Listed records:
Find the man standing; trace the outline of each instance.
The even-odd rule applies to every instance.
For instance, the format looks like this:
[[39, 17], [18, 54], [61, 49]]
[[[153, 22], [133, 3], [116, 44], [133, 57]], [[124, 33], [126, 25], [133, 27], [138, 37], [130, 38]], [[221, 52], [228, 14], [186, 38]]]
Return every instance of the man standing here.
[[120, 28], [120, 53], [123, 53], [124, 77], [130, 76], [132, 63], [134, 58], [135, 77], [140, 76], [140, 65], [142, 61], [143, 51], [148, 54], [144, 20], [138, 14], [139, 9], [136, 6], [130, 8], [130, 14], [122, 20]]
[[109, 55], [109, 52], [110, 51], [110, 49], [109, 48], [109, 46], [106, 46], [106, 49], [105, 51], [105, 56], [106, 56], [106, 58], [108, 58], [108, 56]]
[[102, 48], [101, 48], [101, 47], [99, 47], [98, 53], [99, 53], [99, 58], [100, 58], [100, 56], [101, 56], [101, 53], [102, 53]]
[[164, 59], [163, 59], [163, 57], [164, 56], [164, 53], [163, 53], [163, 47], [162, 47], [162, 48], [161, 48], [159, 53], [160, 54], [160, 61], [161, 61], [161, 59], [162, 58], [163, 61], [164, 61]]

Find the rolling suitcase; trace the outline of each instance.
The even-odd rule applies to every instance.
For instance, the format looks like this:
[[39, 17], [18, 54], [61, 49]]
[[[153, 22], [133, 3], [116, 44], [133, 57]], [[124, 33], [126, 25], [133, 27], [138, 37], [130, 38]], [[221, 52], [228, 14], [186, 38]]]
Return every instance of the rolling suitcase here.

What this task involves: Rewrite all the rows above, swapping "even-odd rule" for "nonzero winding rule" wherever it occurs and leaving everything else unchanged.

The completed task:
Find the man standing; trace the outline of each instance.
The nonzero winding rule applies to every instance.
For instance, the format looks like this:
[[39, 17], [18, 54], [61, 49]]
[[[153, 22], [133, 3], [116, 44], [133, 57]], [[124, 33], [126, 25], [133, 27], [138, 37], [130, 38]], [[221, 52], [228, 14], [186, 38]]]
Return every instance of the man standing here.
[[120, 28], [120, 53], [123, 53], [124, 77], [130, 76], [132, 63], [134, 58], [135, 77], [140, 76], [140, 65], [142, 61], [143, 51], [148, 54], [144, 20], [138, 14], [139, 9], [136, 6], [130, 8], [130, 14], [122, 20]]
[[109, 55], [109, 52], [110, 51], [110, 49], [109, 48], [109, 46], [106, 46], [106, 49], [105, 51], [105, 56], [106, 56], [106, 58], [108, 58], [108, 56]]
[[102, 48], [101, 48], [101, 47], [99, 47], [98, 53], [99, 53], [99, 58], [100, 58], [100, 56], [101, 56], [101, 53], [102, 53]]
[[164, 59], [163, 59], [163, 57], [164, 56], [164, 53], [163, 53], [163, 47], [162, 47], [162, 48], [161, 48], [159, 53], [160, 54], [160, 61], [161, 61], [161, 59], [162, 58], [163, 61], [164, 61]]

Find the rolling suitcase; trace the outline of each instance.
The nonzero winding rule applies to every instance.
For instance, the format looks like this:
[[39, 17], [18, 54], [61, 49]]
[[[153, 22], [133, 3], [116, 44], [133, 57]], [[124, 33], [126, 25], [133, 27], [138, 37], [130, 38]], [[221, 52], [228, 14], [186, 38]]]
Return every instance of the rolling suitcase here.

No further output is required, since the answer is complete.